Stored data entries:
╔══

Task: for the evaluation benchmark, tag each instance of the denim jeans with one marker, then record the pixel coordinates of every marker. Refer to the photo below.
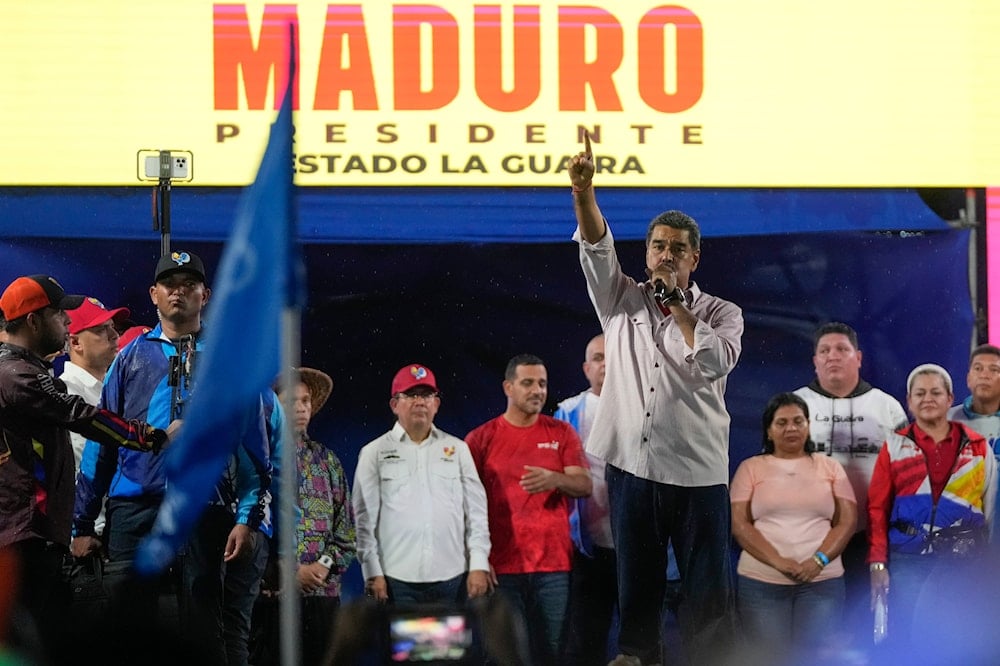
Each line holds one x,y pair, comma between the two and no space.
448,591
790,617
645,516
540,601
592,602
241,586
217,598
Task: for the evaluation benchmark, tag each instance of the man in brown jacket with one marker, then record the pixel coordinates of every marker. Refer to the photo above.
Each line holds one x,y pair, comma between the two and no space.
36,457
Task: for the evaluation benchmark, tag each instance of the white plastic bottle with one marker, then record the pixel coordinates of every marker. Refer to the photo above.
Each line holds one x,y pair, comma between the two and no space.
880,628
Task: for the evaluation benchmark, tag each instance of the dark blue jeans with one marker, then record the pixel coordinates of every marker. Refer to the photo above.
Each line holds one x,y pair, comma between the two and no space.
217,598
645,516
592,601
449,591
790,618
540,602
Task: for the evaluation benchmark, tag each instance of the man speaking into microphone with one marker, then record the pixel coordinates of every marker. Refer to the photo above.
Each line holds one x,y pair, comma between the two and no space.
662,427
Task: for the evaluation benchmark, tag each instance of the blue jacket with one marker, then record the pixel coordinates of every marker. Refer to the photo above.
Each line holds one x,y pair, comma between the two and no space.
137,387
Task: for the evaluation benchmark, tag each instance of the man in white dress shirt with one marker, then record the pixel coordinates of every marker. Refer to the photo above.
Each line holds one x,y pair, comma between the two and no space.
92,345
420,508
662,427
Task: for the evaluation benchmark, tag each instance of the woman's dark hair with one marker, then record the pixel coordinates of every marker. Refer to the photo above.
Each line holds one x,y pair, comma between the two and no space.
773,405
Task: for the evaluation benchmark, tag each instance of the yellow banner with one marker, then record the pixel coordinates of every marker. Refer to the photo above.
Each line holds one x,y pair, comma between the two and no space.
451,92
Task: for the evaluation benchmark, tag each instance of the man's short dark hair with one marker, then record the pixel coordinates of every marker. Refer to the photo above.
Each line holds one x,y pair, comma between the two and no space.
835,327
521,359
677,220
982,350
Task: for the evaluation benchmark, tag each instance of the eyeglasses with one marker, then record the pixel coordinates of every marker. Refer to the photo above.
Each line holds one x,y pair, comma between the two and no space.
417,396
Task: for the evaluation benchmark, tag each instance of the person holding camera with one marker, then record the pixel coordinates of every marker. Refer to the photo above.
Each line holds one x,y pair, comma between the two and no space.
420,507
152,379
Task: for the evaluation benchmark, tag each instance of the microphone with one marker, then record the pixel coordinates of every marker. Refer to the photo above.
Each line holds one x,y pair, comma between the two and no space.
660,291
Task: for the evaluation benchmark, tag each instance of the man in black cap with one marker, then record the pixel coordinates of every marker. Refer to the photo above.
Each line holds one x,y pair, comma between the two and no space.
152,376
36,457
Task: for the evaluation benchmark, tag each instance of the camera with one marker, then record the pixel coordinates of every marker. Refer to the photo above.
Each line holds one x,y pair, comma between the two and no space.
165,164
432,635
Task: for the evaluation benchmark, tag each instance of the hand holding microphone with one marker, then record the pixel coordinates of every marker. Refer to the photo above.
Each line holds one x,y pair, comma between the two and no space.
665,289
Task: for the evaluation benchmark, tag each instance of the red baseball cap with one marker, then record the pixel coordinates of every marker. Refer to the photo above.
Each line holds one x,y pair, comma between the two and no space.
93,313
34,292
131,334
413,375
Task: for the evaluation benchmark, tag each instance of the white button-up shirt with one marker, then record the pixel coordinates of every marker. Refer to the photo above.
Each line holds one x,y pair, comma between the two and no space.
420,509
662,415
82,383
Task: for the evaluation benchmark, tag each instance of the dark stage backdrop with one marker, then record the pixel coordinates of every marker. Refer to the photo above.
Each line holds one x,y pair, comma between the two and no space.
465,309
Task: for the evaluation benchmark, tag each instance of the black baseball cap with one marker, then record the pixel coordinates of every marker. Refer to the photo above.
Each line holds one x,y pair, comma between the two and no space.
178,261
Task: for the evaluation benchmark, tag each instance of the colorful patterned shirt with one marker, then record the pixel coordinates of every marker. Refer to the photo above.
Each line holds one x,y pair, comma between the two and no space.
326,522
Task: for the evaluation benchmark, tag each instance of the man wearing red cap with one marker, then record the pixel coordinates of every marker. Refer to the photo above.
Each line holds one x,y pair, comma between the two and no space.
93,344
36,458
420,509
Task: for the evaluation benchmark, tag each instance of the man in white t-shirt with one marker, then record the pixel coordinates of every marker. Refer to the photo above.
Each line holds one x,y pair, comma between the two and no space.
594,583
848,420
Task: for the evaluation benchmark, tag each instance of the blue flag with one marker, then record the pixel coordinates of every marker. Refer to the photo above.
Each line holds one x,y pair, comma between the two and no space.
260,274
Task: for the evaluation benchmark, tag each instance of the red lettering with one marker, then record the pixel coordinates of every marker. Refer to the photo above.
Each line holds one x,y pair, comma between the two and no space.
526,58
234,51
575,73
345,22
688,61
409,95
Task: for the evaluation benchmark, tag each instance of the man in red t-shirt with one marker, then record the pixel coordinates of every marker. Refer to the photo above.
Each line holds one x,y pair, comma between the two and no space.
530,465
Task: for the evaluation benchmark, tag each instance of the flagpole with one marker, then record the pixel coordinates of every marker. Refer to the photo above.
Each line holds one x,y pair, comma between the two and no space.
288,494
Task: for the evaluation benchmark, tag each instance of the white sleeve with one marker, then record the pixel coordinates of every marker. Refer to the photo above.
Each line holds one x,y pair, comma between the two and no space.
477,528
367,501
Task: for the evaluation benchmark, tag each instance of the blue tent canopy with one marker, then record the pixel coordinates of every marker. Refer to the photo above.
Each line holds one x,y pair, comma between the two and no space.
460,215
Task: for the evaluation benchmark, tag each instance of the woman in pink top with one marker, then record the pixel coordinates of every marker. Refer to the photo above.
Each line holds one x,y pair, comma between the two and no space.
793,514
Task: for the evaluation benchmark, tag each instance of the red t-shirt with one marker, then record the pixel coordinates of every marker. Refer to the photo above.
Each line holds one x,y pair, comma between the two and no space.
529,532
940,456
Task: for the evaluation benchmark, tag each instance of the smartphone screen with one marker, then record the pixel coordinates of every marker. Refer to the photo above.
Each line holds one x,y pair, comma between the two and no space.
445,637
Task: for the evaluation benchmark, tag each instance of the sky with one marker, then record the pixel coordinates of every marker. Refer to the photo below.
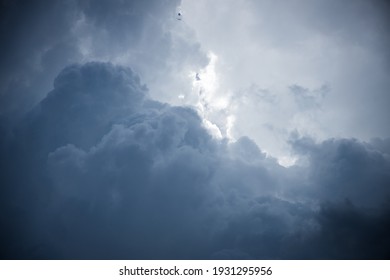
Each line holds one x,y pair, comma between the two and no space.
237,130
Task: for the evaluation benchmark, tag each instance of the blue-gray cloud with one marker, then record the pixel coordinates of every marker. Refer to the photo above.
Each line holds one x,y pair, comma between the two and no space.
99,170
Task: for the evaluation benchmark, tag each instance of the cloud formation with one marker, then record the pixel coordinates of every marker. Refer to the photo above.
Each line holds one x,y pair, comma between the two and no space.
98,170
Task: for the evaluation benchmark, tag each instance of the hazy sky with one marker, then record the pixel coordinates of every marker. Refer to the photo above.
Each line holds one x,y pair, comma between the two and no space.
243,129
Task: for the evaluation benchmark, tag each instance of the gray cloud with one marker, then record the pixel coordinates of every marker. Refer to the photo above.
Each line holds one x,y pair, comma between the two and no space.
109,173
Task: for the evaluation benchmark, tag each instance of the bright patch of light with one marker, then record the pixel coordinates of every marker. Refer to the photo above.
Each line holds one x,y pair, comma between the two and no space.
287,161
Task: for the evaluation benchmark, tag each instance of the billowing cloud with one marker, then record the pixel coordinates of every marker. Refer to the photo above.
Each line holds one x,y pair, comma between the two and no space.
99,170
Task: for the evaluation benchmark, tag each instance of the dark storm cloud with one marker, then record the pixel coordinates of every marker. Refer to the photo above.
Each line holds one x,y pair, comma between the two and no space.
98,170
40,38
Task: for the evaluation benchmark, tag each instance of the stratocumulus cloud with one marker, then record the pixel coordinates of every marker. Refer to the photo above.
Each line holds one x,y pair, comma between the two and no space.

╚══

Goal of the exercise:
Repeat exactly, and only, the lines of the records above, starting with the line that contains "of the gray" and ending with the final line, both included.

Solution to this problem:
Task: for the evaluation benchmark, tag each instance of the gray cloud with one marker, then record the pixel coordinates of every marker. Refer to the photo above.
Each line holds one x,y pair, comma between the two and no space.
109,173
Task: for the evaluation benchmark, tag each instance of the bright patch of light with one marker, then record the pixel coordinates of every marker. Refer to the photo above.
Each line holds one x,y pair, comma between the two and no space.
287,161
Task: for the evaluation benchmark, tag each instance of the billowing cloud with one marker, then record the pixel coordinates of every marker. Refer to the photo above.
Each line holds one x,y pair, comma between the two and no space.
99,170
Task: for the evaluation benchmark, tag each instance of the dark storm cloud with one marker, then record the pixel coordinates of every marker. Refer to the photo above.
Each line holds one x,y pair, comma between the two and no space.
98,170
40,38
Task: for the evaluation benchmark, tag each instance of the stratocumulus cloud with one marker, then record the pixel coordinates of every marker. Refer to the photo above.
Each line holds one x,y pair, comma between the two and no space.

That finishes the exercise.